#### [What is asked]
Format every line of the records below as a JSON list of strings, with one string per line and blank lines omitted. Leave the pictures out of the answer.

#### [Raw data]
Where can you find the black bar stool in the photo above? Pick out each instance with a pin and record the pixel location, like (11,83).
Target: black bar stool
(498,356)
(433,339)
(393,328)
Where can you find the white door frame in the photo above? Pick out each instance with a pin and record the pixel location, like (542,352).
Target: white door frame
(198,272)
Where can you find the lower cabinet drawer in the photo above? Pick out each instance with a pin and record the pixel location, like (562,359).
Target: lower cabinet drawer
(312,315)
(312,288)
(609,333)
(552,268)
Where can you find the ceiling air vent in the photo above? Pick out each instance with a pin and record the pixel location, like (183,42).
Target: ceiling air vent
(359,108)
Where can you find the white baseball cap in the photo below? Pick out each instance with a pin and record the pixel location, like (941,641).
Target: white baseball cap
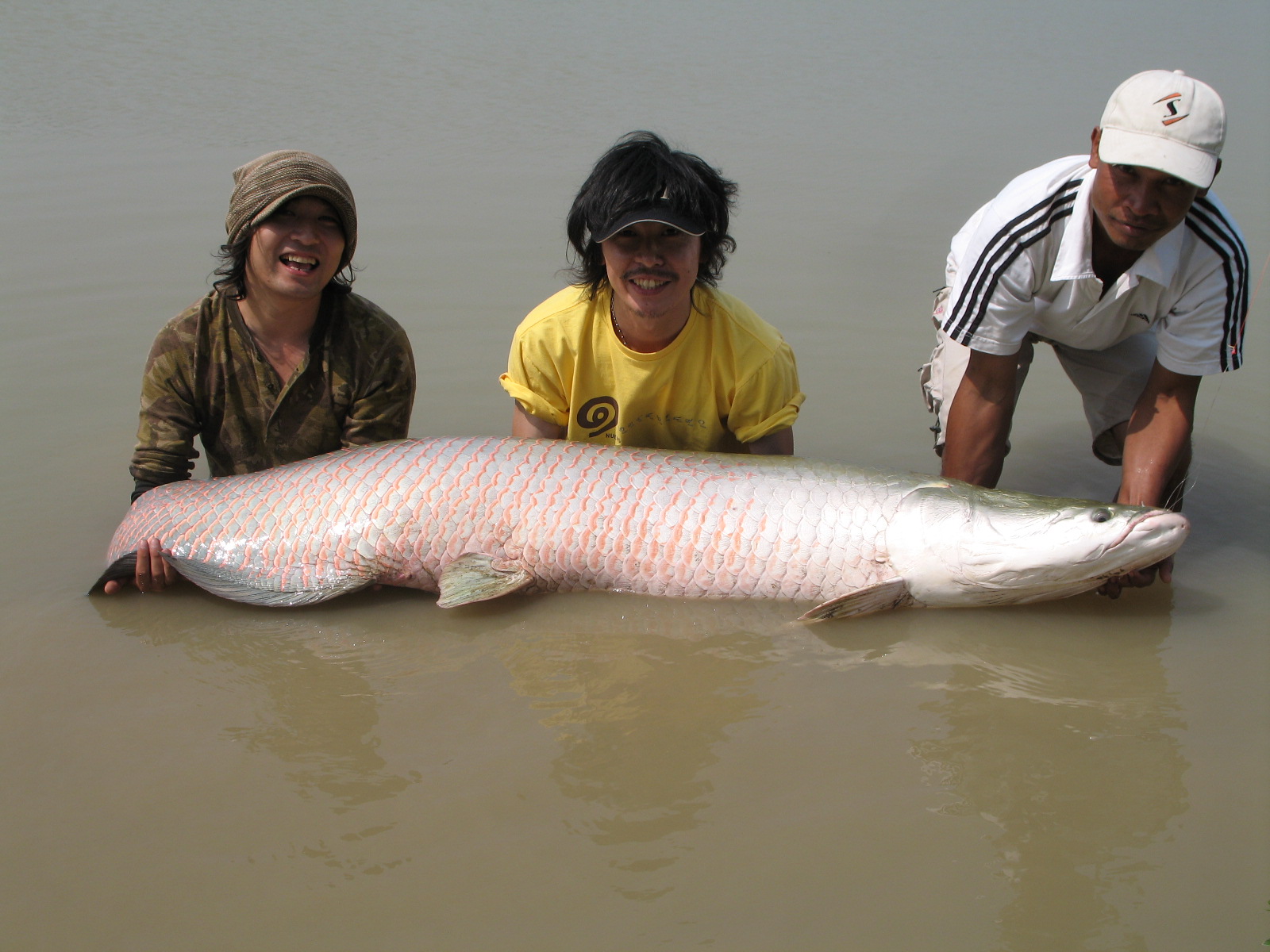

#### [Full answer]
[
  "Where can you find the black bar stool in the photo above? Pick out each instance with a pin and record the pixel location, like (11,83).",
  "Target: black bar stool",
  "(498,356)",
  "(433,339)",
  "(393,328)",
  "Where can you find the white door frame in the photo above? Pick out each instance with a pin and record the pixel location, like (542,352).",
  "Target: white door frame",
  "(198,272)",
  "Where can you find the lower cabinet drawer in the photo above? Pick out each instance with a pin and record the pixel location, like (562,359).",
  "Target: lower cabinet drawer",
  "(312,315)",
  "(312,288)",
  "(609,333)",
  "(552,268)",
  "Where can you find the ceiling air vent in the photo above? Pick out each instance with a pin and record the pixel location, like (183,42).",
  "Target: ceiling air vent",
  "(359,108)",
  "Where can you find the white baseball cap in the photo below? Pick out each instance with a pin and record the pixel location, like (941,641).",
  "Target: white baseball cap"
]